• **Written exercise**
Rewrite all of the data with every "photo" switched to "image", leaving everything else unchanged. Omit the pictures from your answer.

• **Records from a point labeling set**
________

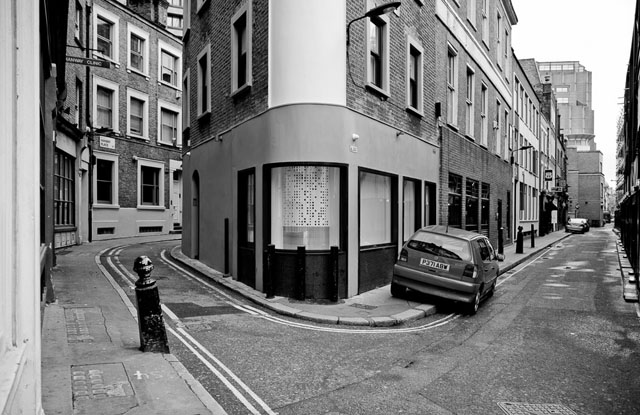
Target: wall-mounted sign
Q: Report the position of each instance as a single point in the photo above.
(108, 142)
(100, 63)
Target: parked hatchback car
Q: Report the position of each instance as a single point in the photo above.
(577, 225)
(449, 263)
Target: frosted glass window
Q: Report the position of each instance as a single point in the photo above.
(375, 209)
(305, 207)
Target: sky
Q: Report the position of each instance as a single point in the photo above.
(596, 33)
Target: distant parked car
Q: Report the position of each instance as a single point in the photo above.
(577, 225)
(449, 263)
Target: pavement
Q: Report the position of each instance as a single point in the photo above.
(91, 362)
(374, 308)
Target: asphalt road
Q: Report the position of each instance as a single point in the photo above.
(556, 337)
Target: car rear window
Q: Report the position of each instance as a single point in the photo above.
(441, 245)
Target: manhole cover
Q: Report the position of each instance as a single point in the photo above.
(183, 310)
(520, 408)
(363, 306)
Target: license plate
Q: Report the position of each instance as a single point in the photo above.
(434, 264)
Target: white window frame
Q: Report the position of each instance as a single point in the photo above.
(472, 12)
(134, 30)
(115, 114)
(78, 19)
(484, 115)
(485, 22)
(153, 164)
(186, 22)
(498, 127)
(186, 100)
(200, 4)
(178, 110)
(452, 85)
(115, 21)
(246, 11)
(177, 54)
(113, 157)
(470, 118)
(204, 78)
(384, 66)
(413, 43)
(132, 93)
(499, 40)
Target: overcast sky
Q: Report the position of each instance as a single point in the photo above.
(595, 32)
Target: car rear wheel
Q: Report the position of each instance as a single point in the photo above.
(472, 308)
(397, 290)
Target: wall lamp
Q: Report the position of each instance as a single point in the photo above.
(518, 149)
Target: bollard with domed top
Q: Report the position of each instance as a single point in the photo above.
(153, 337)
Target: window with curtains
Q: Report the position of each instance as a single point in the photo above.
(169, 68)
(64, 190)
(136, 116)
(305, 207)
(105, 37)
(452, 86)
(471, 212)
(104, 181)
(375, 209)
(470, 119)
(169, 122)
(485, 207)
(455, 201)
(149, 185)
(414, 76)
(105, 107)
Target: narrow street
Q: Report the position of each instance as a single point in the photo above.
(557, 334)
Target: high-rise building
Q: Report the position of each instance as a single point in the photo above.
(585, 178)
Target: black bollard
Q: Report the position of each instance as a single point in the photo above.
(301, 270)
(269, 289)
(533, 237)
(153, 337)
(335, 272)
(519, 241)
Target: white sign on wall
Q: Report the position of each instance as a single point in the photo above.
(108, 142)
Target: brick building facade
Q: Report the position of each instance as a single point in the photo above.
(122, 124)
(303, 140)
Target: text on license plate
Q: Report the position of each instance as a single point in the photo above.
(433, 264)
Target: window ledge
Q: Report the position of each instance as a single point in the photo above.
(133, 70)
(414, 111)
(204, 115)
(149, 207)
(105, 206)
(168, 85)
(238, 91)
(384, 95)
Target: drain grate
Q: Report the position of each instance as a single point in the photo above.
(183, 310)
(363, 306)
(520, 408)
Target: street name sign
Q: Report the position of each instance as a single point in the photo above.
(88, 61)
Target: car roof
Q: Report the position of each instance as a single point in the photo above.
(451, 231)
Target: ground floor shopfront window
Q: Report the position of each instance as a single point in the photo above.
(305, 207)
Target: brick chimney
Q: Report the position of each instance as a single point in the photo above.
(152, 10)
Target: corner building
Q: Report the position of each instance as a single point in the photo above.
(299, 135)
(474, 92)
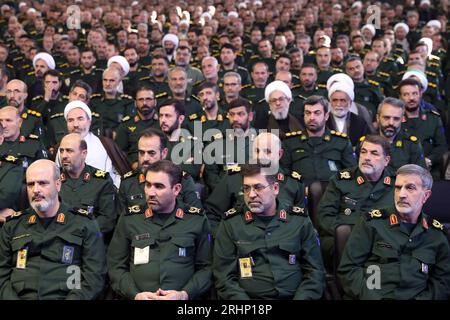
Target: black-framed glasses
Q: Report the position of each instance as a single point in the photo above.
(257, 187)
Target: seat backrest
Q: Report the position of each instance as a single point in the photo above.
(437, 206)
(315, 193)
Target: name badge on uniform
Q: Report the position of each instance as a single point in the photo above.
(141, 255)
(245, 266)
(22, 258)
(332, 165)
(424, 268)
(67, 254)
(292, 259)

________

• **Output for this task**
Target: wall-mounted sign
Q: Report the position of each instance as a single point in the image above.
(108, 142)
(100, 63)
Target: parked hatchback car
Q: Report the position of each instance as a single point in the image above.
(577, 225)
(449, 263)
Target: frosted glass window
Q: Report the position of each instance as a single point in the image above.
(375, 209)
(305, 207)
Target: sky
Q: Report the position of each instance as a single point in the image above.
(596, 33)
Target: distant parked car
Q: Report the position of each instance as a single point in the image above.
(577, 225)
(449, 263)
Target: pavement
Q: Report the position of each instance as a single point in the image above.
(91, 362)
(374, 308)
Target: asphalt road
Q: Report the position of each instance as a single point in the image above.
(556, 337)
Target: car rear window
Q: Report the position of each instance as a single point in the image above.
(441, 245)
Target: manhole cover
Q: Report the position of each instance as a single point in the image above.
(183, 310)
(520, 408)
(363, 306)
Target: license plate
Q: Report the position of each instance as a single point in the image above.
(434, 264)
Target: white window frame
Q: Report the position of each instance as a single point in the image above.
(472, 12)
(134, 30)
(115, 114)
(78, 19)
(484, 115)
(485, 22)
(153, 164)
(186, 22)
(498, 127)
(186, 100)
(200, 4)
(178, 110)
(452, 85)
(115, 21)
(246, 11)
(177, 54)
(113, 157)
(470, 118)
(204, 78)
(384, 66)
(413, 43)
(132, 93)
(499, 40)
Target: overcast sky
Q: Report the position of each instance as a single point in the image above.
(595, 32)
Target: car rear wheel
Q: Report the position of each instance as a single point in the image above.
(472, 308)
(397, 290)
Target: wall lamp
Q: Report the position of each instance as a single point in the image above.
(518, 149)
Target: bollard with domed top
Q: Report the position of each instance as a single point in the image above.
(153, 337)
Target: window with curtains
Q: Report the position of each instance as a single point in the image above.
(169, 68)
(64, 190)
(136, 116)
(305, 207)
(105, 37)
(452, 86)
(471, 212)
(104, 181)
(375, 209)
(470, 119)
(169, 122)
(485, 207)
(455, 201)
(149, 185)
(414, 76)
(105, 107)
Target: narrow street
Q: Report the position of each instance as a single point in the image above.
(557, 334)
Target: high-rise building
Q: Report the position of each instance as a single point in the image above.
(585, 178)
Target: black bollard
Q: Report the position of each instance as a single point in the image above.
(301, 270)
(269, 289)
(533, 237)
(153, 337)
(335, 272)
(519, 241)
Target: white sign on wall
Q: Report the position of each instance as a single point in the image above.
(108, 142)
Target: brick building facade
Q: Report the position of each instance as a single point in the image above.
(122, 124)
(303, 140)
Target: text on license plate
Q: Report the position of each instance as a single point in the image above.
(433, 264)
Target: window ledge
Q: Report the position of each instance as a single point in the image above.
(133, 70)
(414, 111)
(204, 115)
(149, 207)
(105, 206)
(168, 85)
(238, 91)
(384, 95)
Target: drain grate
Q: Report the position of each instance as a single point in the image above.
(183, 310)
(363, 306)
(520, 408)
Target: street name sign
Q: Report the position of each instance as a single point in the image above.
(88, 61)
Target: car roof
Q: Report the position of each instance as a single point in the image above.
(451, 231)
Target: ground floor shopfront window
Q: Report the position of each instance as a single point in the image above.
(305, 207)
Target: brick chimney
Q: Report the position of each instance as a single point in the image above.
(152, 10)
Target: corner building
Q: Report the position of each instance as a single point in the image above.
(299, 135)
(474, 92)
Target: black-framed glasses
Q: Report the position of each instance as a single point in the image above.
(257, 187)
Target: seat backrest
Q: Report the position of each instance as a single point in the image above.
(437, 206)
(315, 193)
Target: name badge on uniform
Q: Report the position of each instance as a single point in the image above.
(141, 255)
(245, 266)
(22, 258)
(332, 165)
(424, 268)
(67, 254)
(292, 259)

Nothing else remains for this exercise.